Material supplied:
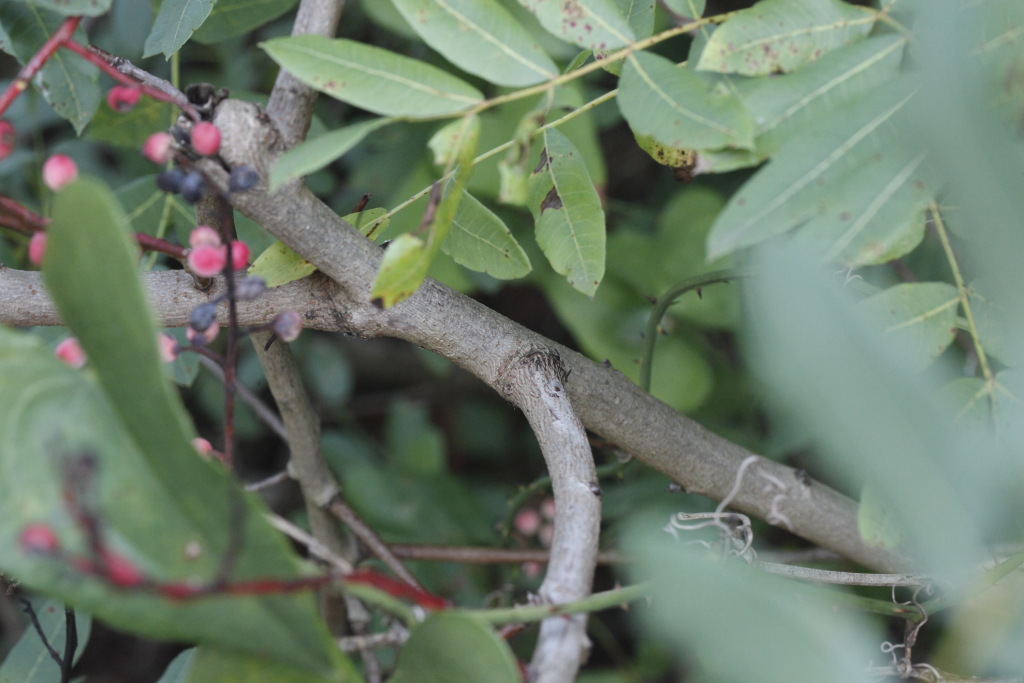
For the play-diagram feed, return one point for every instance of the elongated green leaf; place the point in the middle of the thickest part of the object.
(480, 241)
(313, 155)
(782, 35)
(567, 212)
(855, 189)
(594, 25)
(783, 107)
(919, 318)
(73, 7)
(175, 23)
(408, 259)
(777, 619)
(455, 648)
(372, 78)
(639, 14)
(136, 428)
(402, 269)
(233, 17)
(678, 109)
(803, 319)
(479, 37)
(67, 81)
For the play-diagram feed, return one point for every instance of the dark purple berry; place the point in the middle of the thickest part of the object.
(170, 180)
(203, 316)
(192, 186)
(242, 178)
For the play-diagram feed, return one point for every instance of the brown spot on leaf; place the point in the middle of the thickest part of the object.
(543, 163)
(552, 201)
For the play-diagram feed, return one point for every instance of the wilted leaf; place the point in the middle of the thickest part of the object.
(567, 213)
(678, 109)
(779, 36)
(594, 25)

What is expected:
Rewrite every line of the records, requests included, and shift each point coordinate by adding 35 to both numbers. Leave the pictures out of your answer.

Task answer:
For the play-diagram feed, return one point for every instance of the elongated green leaf; place the point in the middle of the thickest part of the object.
(515, 276)
(348, 190)
(817, 70)
(602, 247)
(890, 224)
(629, 60)
(818, 142)
(954, 353)
(108, 42)
(210, 58)
(443, 294)
(812, 654)
(490, 683)
(407, 113)
(674, 49)
(171, 463)
(437, 304)
(268, 52)
(713, 144)
(838, 354)
(514, 72)
(102, 116)
For the play-diagram feed, return one point for every instance of the dark purple berry; place the point in the middle of the thickest part of the object.
(205, 215)
(238, 351)
(227, 221)
(277, 213)
For the play-diagram feed, return one point for every instance of the brown spot on leaf; place the point in the middle of the thickest part of the object.
(578, 198)
(587, 236)
For the play-diagram feed, return one point for every instance of the wilted leaf; place the point in the middle of the thickest part of the object.
(602, 248)
(713, 144)
(814, 71)
(629, 60)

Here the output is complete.